** Start of MATERIAL TO PROCESS **

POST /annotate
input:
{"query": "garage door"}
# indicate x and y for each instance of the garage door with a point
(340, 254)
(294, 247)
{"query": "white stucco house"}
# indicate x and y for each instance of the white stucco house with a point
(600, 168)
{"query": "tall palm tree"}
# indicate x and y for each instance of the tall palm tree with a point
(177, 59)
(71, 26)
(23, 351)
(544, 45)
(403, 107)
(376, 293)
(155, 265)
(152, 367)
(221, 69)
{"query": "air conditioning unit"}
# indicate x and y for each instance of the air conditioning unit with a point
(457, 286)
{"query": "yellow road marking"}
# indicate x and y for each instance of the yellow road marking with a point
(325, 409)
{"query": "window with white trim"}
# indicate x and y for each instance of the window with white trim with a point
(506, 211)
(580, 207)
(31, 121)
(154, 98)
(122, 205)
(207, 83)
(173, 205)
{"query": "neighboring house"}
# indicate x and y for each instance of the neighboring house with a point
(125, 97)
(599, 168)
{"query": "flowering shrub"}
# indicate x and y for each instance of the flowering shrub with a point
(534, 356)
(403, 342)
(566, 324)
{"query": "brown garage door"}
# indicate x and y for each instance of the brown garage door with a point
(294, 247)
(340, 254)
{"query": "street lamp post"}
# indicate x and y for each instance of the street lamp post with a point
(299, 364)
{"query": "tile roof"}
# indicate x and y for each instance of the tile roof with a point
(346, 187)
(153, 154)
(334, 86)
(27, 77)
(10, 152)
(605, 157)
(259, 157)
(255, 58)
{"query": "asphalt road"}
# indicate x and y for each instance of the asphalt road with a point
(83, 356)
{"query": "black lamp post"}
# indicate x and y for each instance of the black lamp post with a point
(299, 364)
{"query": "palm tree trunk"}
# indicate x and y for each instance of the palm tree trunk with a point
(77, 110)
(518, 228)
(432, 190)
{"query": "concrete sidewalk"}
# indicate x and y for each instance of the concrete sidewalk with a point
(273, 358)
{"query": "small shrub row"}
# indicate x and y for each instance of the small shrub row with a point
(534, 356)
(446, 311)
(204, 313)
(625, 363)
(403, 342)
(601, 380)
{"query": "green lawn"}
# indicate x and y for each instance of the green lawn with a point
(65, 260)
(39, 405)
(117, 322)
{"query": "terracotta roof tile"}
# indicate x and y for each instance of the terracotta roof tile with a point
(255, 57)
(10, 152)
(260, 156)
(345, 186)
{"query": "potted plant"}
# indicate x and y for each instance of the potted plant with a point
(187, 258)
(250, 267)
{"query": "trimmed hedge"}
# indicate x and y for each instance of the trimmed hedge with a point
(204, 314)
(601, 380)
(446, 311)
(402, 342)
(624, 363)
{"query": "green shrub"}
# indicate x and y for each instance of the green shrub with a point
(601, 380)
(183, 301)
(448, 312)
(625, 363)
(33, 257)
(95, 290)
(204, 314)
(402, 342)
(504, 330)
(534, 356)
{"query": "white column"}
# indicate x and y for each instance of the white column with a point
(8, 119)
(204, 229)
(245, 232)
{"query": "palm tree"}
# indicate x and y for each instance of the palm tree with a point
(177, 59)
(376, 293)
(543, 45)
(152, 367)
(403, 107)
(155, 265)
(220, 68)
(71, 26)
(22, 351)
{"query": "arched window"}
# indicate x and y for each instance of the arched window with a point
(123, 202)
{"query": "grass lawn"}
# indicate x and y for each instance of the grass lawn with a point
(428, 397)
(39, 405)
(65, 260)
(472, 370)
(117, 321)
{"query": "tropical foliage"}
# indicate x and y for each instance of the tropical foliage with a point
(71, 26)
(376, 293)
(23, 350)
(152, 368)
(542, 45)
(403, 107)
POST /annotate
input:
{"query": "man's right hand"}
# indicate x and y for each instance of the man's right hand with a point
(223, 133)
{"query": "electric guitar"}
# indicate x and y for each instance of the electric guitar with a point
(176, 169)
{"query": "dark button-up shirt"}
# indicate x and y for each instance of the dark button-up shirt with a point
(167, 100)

** End of MATERIAL TO PROCESS **

# WORK REQUIRED
Copy out the full material exactly as it appears.

# FINISHED ANSWER
POST /annotate
input:
{"query": "garage door"}
# indicate x and y for each instance of the garage door with a point
(340, 254)
(294, 247)
{"query": "white stucco house"}
# indicate x and y for each instance of the white stucco house with a point
(600, 168)
{"query": "tall palm tree"}
# indicate x and y for each instance of the tall palm tree with a point
(177, 59)
(71, 26)
(23, 351)
(544, 45)
(403, 107)
(376, 293)
(155, 265)
(152, 367)
(221, 69)
{"query": "air conditioning unit"}
# indicate x and y for each instance of the air conditioning unit with a point
(457, 286)
{"query": "yellow road marking"}
# indicate x and y for each instance of the yellow road marking with a point
(325, 409)
{"query": "window with white trim"}
# indicate x and y for each instance of the window with white trim with a point
(506, 211)
(580, 207)
(31, 121)
(154, 98)
(122, 205)
(207, 83)
(173, 205)
{"query": "neighboring house"}
# indicate x and y for each instance of the neighboring house with a point
(125, 97)
(599, 168)
{"query": "flowering shrub"}
# indicate x and y for each instance of the flowering shrub with a point
(534, 356)
(403, 342)
(566, 324)
{"query": "brown garage door"}
# indicate x and y for each instance of the brown garage door with a point
(294, 247)
(340, 254)
{"query": "street lamp post"}
# indicate x and y for each instance of the street lamp post with a point
(299, 364)
{"query": "tile roof"}
# indicate x and y for each instance of the tile roof with a point
(346, 187)
(153, 154)
(334, 86)
(27, 77)
(10, 152)
(605, 157)
(259, 157)
(255, 58)
{"query": "asphalt road"}
# indicate x and y for each instance of the asphalt road with a point
(83, 356)
{"query": "black lamp post"}
# indicate x and y for each instance of the black lamp post with a point
(299, 364)
{"query": "palm tree trunk"}
# indicate x and y for each instance of the palm tree trunk with a point
(77, 110)
(518, 228)
(432, 190)
{"query": "concrete sidewalk"}
# indicate x and y for each instance of the concrete sidewalk with a point
(273, 358)
{"query": "small shrub row"}
# indicate x and y for each instance of the small shrub row with a point
(534, 356)
(446, 311)
(204, 313)
(625, 363)
(403, 342)
(601, 380)
{"query": "green lawn"}
# indicate x and y for each instance of the green lawn with a point
(65, 260)
(39, 405)
(117, 322)
{"query": "terracotta roof tile"}
# indicate x and y for each instance of the terracotta roof tile with a point
(255, 57)
(10, 152)
(260, 156)
(345, 186)
{"query": "potted plant"}
# indicate x and y for each instance of the potted plant with a point
(187, 258)
(250, 267)
{"query": "trimmed hedge"}
# indicate x and y for each instance of the trimmed hedge with a point
(204, 314)
(601, 380)
(446, 311)
(402, 342)
(624, 363)
{"query": "green shrub"}
# indicate x and y for each instance of the green shrub with a point
(601, 380)
(183, 301)
(448, 312)
(625, 363)
(33, 257)
(95, 290)
(204, 314)
(402, 342)
(504, 330)
(534, 356)
{"query": "white column"}
# indicate x and y for each instance of the white column with a point
(8, 119)
(204, 229)
(245, 232)
{"query": "palm tree"}
# indicate x and y for each instance of the palm tree with a point
(177, 59)
(376, 293)
(543, 45)
(152, 367)
(403, 107)
(155, 265)
(220, 68)
(71, 26)
(22, 351)
{"query": "arched window"}
# indicate x and y for each instance of the arched window with a point
(123, 202)
{"query": "grass lawn"}
# indicate x and y for each instance of the grass lawn with a point
(428, 397)
(39, 405)
(65, 260)
(472, 370)
(117, 321)
{"query": "tropical foliage"}
# indicate x and y for each instance of the tropical foliage with a point
(71, 26)
(376, 293)
(23, 350)
(152, 368)
(542, 45)
(403, 107)
POST /annotate
input:
{"query": "man's right hand"}
# indicate x and y for each instance of the man's right hand with a point
(223, 133)
{"query": "electric guitar"}
# indicate x and y for each instance of the electric guitar with a point
(176, 169)
{"query": "dark button-up shirt"}
# indicate x and y for each instance of the dark button-up shirt with a point
(167, 100)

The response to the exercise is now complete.